Count the lines in the rows below that contain the string "superstructure". Case matters, and the reply should be the number alone.

Data entries
================
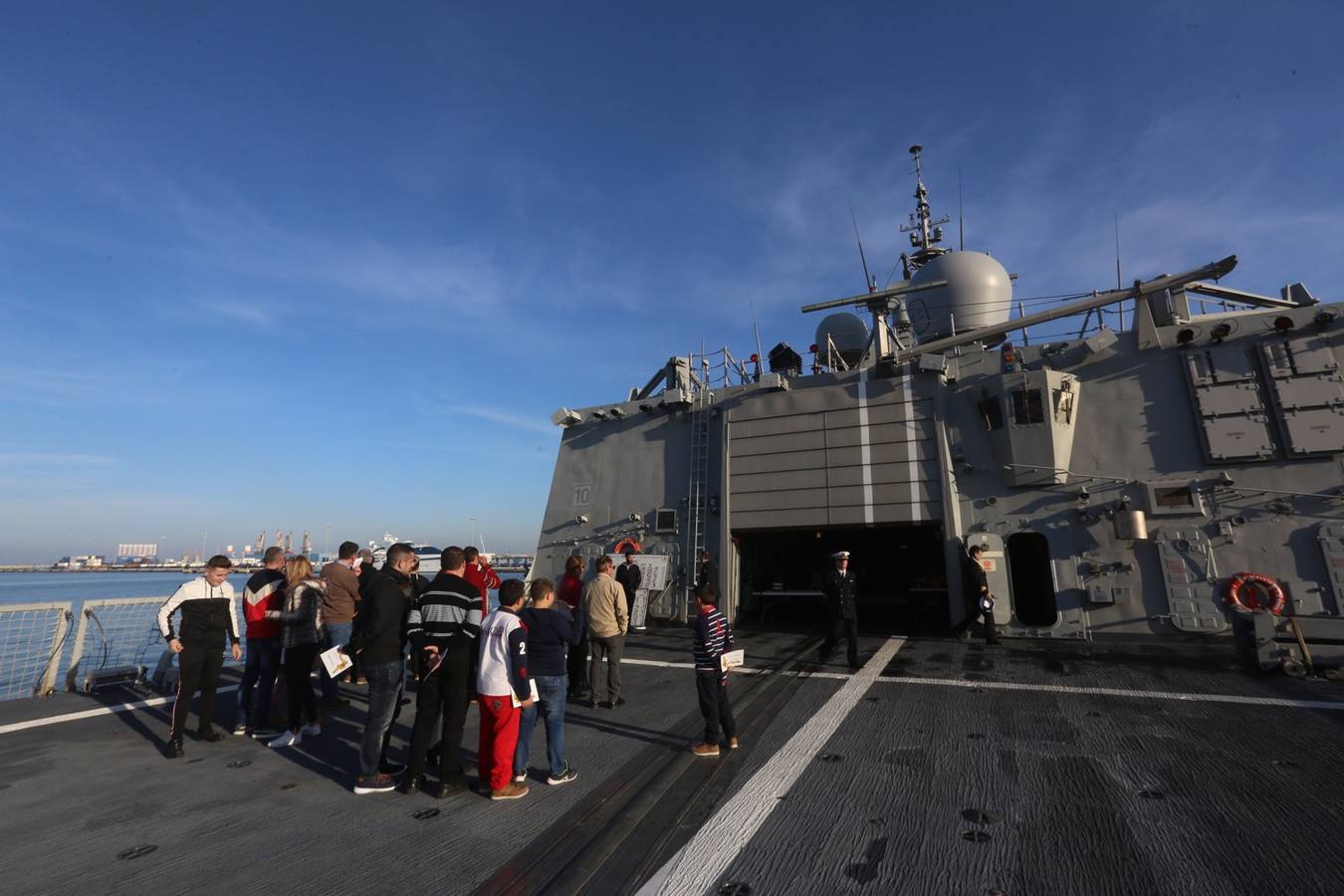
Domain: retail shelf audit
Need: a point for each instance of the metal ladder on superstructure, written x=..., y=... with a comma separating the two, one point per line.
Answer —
x=699, y=473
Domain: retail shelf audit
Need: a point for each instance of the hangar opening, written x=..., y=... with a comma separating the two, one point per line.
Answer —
x=899, y=569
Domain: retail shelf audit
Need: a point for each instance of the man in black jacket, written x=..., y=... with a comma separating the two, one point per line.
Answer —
x=444, y=629
x=629, y=576
x=841, y=594
x=379, y=644
x=978, y=595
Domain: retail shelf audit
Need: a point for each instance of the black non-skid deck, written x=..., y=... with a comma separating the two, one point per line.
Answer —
x=1028, y=768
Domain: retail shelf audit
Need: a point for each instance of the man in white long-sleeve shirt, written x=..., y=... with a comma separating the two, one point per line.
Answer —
x=207, y=614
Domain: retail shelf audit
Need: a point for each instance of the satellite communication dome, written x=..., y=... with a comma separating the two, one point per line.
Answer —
x=848, y=334
x=979, y=293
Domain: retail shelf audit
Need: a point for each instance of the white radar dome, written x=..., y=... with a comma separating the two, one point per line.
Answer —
x=979, y=293
x=848, y=335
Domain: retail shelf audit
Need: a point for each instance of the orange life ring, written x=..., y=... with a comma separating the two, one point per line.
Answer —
x=1251, y=602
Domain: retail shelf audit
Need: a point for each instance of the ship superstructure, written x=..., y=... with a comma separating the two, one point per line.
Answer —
x=1117, y=481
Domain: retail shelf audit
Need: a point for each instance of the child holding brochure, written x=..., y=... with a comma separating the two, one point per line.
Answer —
x=713, y=637
x=504, y=688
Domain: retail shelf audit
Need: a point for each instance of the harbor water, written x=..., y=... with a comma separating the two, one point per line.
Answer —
x=117, y=635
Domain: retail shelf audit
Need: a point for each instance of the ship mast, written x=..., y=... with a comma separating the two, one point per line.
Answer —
x=925, y=233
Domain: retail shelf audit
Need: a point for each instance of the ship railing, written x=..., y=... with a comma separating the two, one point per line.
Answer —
x=115, y=641
x=33, y=637
x=719, y=369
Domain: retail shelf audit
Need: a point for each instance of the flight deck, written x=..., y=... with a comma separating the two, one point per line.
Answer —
x=937, y=768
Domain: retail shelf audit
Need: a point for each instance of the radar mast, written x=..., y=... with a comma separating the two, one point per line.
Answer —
x=925, y=233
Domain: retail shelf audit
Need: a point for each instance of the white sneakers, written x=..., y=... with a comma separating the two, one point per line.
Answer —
x=288, y=739
x=295, y=738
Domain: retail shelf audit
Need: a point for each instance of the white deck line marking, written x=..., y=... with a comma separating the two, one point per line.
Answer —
x=91, y=714
x=667, y=664
x=864, y=446
x=913, y=437
x=1120, y=692
x=699, y=864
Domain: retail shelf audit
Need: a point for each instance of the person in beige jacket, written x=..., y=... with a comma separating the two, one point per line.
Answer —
x=607, y=621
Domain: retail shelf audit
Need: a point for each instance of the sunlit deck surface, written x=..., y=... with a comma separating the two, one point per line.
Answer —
x=960, y=769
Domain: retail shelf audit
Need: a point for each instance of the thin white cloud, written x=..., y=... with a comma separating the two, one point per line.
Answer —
x=56, y=458
x=504, y=418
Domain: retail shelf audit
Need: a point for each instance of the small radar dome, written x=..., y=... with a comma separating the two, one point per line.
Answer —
x=979, y=293
x=847, y=334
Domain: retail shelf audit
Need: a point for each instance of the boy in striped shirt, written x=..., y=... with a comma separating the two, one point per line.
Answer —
x=713, y=637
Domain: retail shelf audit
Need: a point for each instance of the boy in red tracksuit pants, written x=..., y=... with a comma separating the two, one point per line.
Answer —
x=500, y=681
x=713, y=637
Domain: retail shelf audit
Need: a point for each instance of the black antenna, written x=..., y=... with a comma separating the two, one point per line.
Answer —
x=961, y=227
x=871, y=285
x=1120, y=308
x=757, y=331
x=1118, y=285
================
Worked answer
2